**GIVEN EXERCISE:** Turn the listing below into a numbered list with one item per line, leaving out any blank lines.

**MATERIAL FOR THE TASK:**

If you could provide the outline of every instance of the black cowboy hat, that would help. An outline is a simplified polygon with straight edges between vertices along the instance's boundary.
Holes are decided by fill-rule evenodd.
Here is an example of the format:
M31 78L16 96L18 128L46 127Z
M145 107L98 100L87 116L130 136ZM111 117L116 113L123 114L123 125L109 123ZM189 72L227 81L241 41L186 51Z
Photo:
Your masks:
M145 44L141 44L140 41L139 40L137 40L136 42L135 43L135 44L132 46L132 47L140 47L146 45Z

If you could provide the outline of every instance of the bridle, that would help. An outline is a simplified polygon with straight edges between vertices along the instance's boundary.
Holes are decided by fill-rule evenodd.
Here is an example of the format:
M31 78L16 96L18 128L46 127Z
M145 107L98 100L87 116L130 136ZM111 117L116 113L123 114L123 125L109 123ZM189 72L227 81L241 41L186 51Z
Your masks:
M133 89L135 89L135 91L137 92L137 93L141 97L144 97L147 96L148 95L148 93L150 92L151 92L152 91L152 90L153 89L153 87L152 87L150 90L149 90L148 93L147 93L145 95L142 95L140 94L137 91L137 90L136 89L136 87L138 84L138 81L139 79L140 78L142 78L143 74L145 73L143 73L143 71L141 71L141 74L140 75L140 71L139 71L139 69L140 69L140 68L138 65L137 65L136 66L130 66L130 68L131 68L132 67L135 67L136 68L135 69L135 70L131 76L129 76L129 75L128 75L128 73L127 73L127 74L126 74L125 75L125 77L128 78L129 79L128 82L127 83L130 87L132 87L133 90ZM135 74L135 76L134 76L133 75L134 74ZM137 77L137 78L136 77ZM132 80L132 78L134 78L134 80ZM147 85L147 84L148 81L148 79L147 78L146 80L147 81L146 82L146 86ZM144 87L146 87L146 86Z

**WRITTEN ANSWER:**
1. If you could provide the outline of every instance of the black cowboy hat, that would help. An outline is a simplified polygon with straight edges between vertices along the instance's boundary.
2. Holes are decided by fill-rule evenodd.
3. Here is an example of the format:
4. M31 78L16 96L18 128L46 127Z
5. M145 107L98 100L87 116L130 136ZM111 117L116 113L123 114L123 125L109 123ZM189 72L227 81L241 41L186 51Z
6. Photo:
7. Your masks:
8. M145 44L141 44L140 41L139 40L137 40L136 42L135 43L135 44L132 46L132 47L140 47L146 45Z
9. If you could provide the outline of every instance of the bridle, that would help. An outline is a simplified polygon with straight edges between vertices along the instance's boundary.
10. Holes are decided by fill-rule evenodd.
11. Here is an example of the format:
12. M31 78L16 96L18 128L46 127Z
13. M145 107L98 100L87 116L130 136ZM111 117L116 113L123 114L123 125L109 123ZM189 72L227 81L241 41L186 51Z
14. Your masks:
15. M133 89L135 89L135 91L137 92L137 93L141 97L144 97L147 96L148 95L148 93L150 92L151 92L152 91L152 90L153 89L153 87L152 87L150 90L149 90L148 93L147 93L145 95L142 95L140 94L137 91L137 90L136 89L136 87L138 84L138 81L139 79L140 78L142 78L143 74L145 73L143 73L143 71L141 71L141 74L140 75L140 71L139 71L139 69L140 69L140 68L138 65L137 65L136 66L130 66L130 68L131 68L132 67L135 67L136 68L135 69L135 70L131 76L129 76L129 75L128 75L128 73L127 73L127 74L126 74L125 75L125 77L128 78L129 79L128 82L127 83L130 87L132 87L133 90ZM135 74L135 76L134 76L133 75L134 74ZM137 77L137 78L136 77ZM132 80L132 78L134 78L134 80ZM147 85L147 84L148 81L148 79L147 78L146 80L147 81L146 82L146 86ZM144 87L146 87L146 86Z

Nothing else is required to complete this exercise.